*** TRECHO DO DOCUMENTO ***
Palabras clave PNAIC; evaluaciones a gran escala; labor docente.

INTRODUÇÃO

A educação é reivindicada como direito universal, responsável pela garantia da formação completa da humanidade e do progresso social, cultural, tecnológico e econômico. Nessa direção, enunciados são produzidos e assumidos como verdades universais e incontestáveis. Dentre eles, está a centralidade da alfabetização como demanda do campo educacional por constituir a etapa da escolarização em que se aprende os conhecimentos básicos de leitura, escrita e matemática.

A partir da reabertura democrática do Brasil, sob a influência dos organismos internacionais e das agendas educacionais mundiais, a alfabetização tornou-se a prioridade das reformas educacionais brasileiras. Analisando tal cenário, Lima e Gandin (2017) advertem que o processo de dispersão do poder presente no gerencialismo constitui uma dimensão fundamental para se compreender a complexa continuidade das políticas educacionais brasileiras ao longo dos governos democrático-populares1. Para os autores, por meio da dispersão de poder, o Estado manteve-se no controle da elaboração, regulação e avaliação das políticas; no entanto, disseminou a responsabilidade e a autonomia na execução das propostas para outros atores sociais2.
*** REGISTROS FORNECIDOS ***
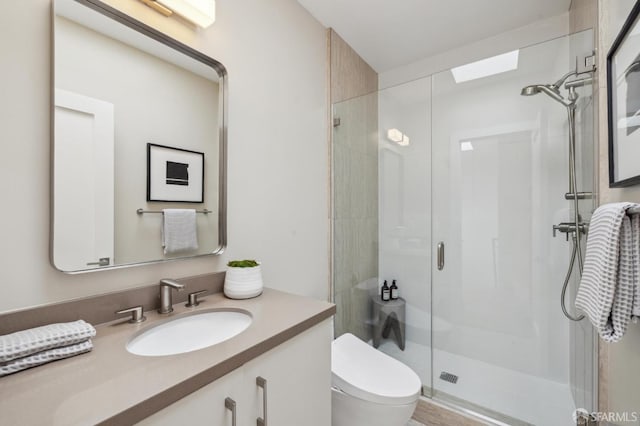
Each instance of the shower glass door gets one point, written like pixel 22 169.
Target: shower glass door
***
*** REGISTROS FORNECIDOS ***
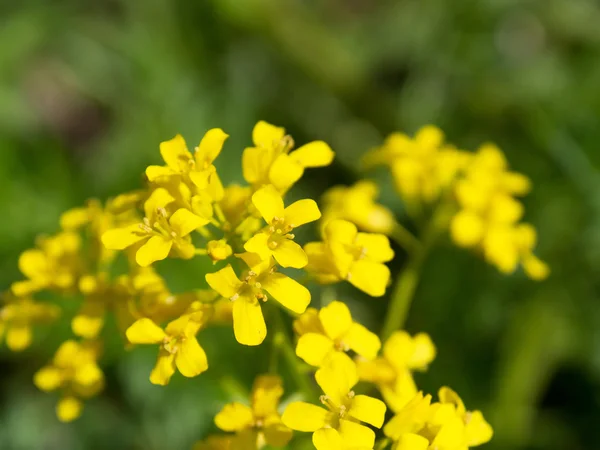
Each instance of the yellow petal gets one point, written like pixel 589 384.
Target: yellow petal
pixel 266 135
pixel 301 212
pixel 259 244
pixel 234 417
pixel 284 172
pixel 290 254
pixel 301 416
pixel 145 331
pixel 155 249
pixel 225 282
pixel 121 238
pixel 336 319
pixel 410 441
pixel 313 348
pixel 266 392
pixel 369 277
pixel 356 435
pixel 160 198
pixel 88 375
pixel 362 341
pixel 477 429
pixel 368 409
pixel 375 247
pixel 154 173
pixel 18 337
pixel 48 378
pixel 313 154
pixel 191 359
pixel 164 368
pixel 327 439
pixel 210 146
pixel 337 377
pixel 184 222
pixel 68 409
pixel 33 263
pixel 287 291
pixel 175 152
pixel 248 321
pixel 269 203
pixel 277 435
***
# [ENUNCIADO DA TAREFA]
Dê continuidade ao trecho sobre a alfabetização nas políticas educacionais brasileiras, começando logo após a última frase apresentada.

# [RESPOSTA DA TAREFA]
Nesse contexto, o Pacto Nacional pela Alfabetização na Idade Certa (PNAIC) foi instituído pela Portaria do Ministério da Educação nº 867, de 4 de julho de 2012, com objetivos que visavam a alfabetização das crianças até o 3º ano do Ensino Fundamental; a correção do fluxo idade-série na Educação Básica; o aumento do Índice de Desenvolvimento da Educação Básica (IDEB); a oferta de formação continuada para professores alfabetizadores; e a construção de direitos de aprendizagem e desenvolvimento das crianças nos três primeiros anos do Ensino Fundamental.

A Portaria nº 867 previa a execução do PNAIC por meio do regime de colaboração entre os órgãos educacionais federais, estaduais e municipais, entidades do campo educacional e as instituições de ensino superior. Para isso, as ações do Programa orientavam-se em quatro eixos: a) formação continuada dos professores alfabetizadores; b) materiais didáticos e pedagógicos; c) avaliações sistemáticas; d) gestão, mobilização e controle social.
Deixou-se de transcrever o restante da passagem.